Grachan recorded very little throughout the '70s, '80s and '90s. in fact, i was surprised to find he was still alive in '00 or '01 (can't remember) when i met him and did that interview. i have to thank Glo Harris, Beaver Harris's widow, for making the introduction; Grachan came to the station to talk about his experiences with Beaver on a tribute show we did, and i booked time to do an interview with just him. it went really well, though it was kind of sad b/c he was describing how teeth problems had kept him from playing as much as he wanted to.
he has played out a few times recently and a record called, i think, "Exploration" came out a few years back where he plays some of his old tunes with this ace midsize band. the shows i've seen have been kinda not so good, mainly b/c he sat out a lot and took very few substantial solos--again, it's probably chops problems, which is really too bad. i did hear him, Jackie and Bobby do "Love and Hate" together at Iridium though and that was mindblowing and deeply sad at the same time. since that one was slow, he could totally dig into it and his ideas were as patient and thoughtful and poignant as ever. he's a really deep-thinking soloist and he hasn't lost that quality.

+ + + + +

*EXERCISE DETAILS*: Could you pick up the text about Grachan and continue it after its final sentence?

(Point-per-instance localization entries)
+ + + + +

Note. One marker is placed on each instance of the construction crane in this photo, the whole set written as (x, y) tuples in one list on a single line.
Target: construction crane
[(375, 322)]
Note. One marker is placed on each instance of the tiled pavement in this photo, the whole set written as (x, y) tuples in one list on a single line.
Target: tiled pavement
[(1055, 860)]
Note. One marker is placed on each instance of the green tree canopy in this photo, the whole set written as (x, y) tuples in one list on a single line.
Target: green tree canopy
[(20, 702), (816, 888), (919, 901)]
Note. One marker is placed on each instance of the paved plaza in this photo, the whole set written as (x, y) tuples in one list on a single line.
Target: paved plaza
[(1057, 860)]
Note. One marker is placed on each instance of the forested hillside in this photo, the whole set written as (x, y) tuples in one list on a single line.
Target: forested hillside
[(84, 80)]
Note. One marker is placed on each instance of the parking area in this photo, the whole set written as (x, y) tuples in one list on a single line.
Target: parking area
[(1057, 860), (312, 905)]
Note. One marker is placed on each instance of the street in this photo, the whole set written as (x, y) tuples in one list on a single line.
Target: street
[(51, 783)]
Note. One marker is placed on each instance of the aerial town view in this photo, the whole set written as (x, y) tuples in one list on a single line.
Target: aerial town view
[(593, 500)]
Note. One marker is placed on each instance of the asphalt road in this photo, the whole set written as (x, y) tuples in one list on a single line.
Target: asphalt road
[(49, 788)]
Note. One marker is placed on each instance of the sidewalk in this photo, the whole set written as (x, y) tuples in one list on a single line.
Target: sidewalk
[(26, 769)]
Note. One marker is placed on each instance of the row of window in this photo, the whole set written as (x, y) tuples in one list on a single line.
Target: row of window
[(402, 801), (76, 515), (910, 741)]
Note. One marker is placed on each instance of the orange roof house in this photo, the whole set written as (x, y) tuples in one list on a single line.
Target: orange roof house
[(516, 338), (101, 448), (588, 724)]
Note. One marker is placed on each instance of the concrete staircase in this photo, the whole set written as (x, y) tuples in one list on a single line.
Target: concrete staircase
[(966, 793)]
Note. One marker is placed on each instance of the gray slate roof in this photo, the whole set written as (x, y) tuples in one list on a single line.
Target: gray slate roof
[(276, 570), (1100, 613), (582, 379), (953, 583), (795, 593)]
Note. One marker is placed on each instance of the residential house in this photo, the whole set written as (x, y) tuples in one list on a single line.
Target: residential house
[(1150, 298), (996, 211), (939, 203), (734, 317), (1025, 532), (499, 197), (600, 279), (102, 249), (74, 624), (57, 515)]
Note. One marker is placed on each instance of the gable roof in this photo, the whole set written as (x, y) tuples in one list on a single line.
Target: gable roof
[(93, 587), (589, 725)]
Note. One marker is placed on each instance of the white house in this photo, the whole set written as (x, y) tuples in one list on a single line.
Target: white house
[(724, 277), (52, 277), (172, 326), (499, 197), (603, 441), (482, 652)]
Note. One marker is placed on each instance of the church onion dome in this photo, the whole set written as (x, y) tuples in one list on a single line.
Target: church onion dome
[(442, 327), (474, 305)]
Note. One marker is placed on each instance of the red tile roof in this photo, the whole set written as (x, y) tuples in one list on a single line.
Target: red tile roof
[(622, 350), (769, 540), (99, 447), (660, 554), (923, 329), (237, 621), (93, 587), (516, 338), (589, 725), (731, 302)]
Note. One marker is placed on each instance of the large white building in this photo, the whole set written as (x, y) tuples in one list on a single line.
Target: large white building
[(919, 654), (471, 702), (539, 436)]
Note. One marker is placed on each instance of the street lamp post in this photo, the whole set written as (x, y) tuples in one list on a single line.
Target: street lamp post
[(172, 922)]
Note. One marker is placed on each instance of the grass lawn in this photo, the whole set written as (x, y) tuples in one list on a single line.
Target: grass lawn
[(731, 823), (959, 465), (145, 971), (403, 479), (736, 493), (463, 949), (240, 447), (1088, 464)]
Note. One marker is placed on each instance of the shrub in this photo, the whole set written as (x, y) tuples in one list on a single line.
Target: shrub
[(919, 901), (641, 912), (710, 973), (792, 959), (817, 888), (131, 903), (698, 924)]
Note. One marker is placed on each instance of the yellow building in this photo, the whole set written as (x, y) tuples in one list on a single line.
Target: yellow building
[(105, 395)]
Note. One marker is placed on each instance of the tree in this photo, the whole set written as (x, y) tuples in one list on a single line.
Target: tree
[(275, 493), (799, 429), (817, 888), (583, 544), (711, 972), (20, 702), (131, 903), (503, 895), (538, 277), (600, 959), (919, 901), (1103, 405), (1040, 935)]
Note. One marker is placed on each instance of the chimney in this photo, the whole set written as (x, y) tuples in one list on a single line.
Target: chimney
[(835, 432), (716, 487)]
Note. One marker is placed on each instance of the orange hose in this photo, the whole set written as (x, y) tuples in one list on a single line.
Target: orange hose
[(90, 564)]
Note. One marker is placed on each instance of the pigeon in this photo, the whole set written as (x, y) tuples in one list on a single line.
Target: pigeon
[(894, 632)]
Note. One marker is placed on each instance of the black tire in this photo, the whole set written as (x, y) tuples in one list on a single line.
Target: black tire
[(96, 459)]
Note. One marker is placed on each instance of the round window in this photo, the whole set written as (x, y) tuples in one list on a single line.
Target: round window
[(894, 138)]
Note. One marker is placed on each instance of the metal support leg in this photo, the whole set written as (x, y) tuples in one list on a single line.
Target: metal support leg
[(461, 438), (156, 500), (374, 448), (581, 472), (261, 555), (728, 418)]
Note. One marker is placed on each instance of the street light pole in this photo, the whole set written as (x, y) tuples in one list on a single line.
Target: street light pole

+ + + + +

*ANSWER FOR THE TASK*:
anyway, he's at the Stone in December playing in a trio with just two saxists (i think that's configuration). hopefully that'll draw him out a little. you know i'm going to be there, calling for "Evolution" during the breaks.
[a crazy p.s. is that Grachan has a MySpace page! and if you look at the blog there, you'll see that it's actually him updating it. craziness. so go visit him here.]
I too have recently been obsessing over that mid-60s Blue Note school of not-quite-hard-bop/not-quite-free-jazz players - Joe Henderson (if you listen to "El Barrio" from Inner Urge, you can hear David S. Ware's whole style, 20 years earlier), Sam Rivers, Don Cherry's two albums, Cecil Taylor's two, and yeah, Moncur's and McLean's and Hutcherson's stuff together is just mind-blowing. That Mosaic box is one of the most treasured items in my record collection.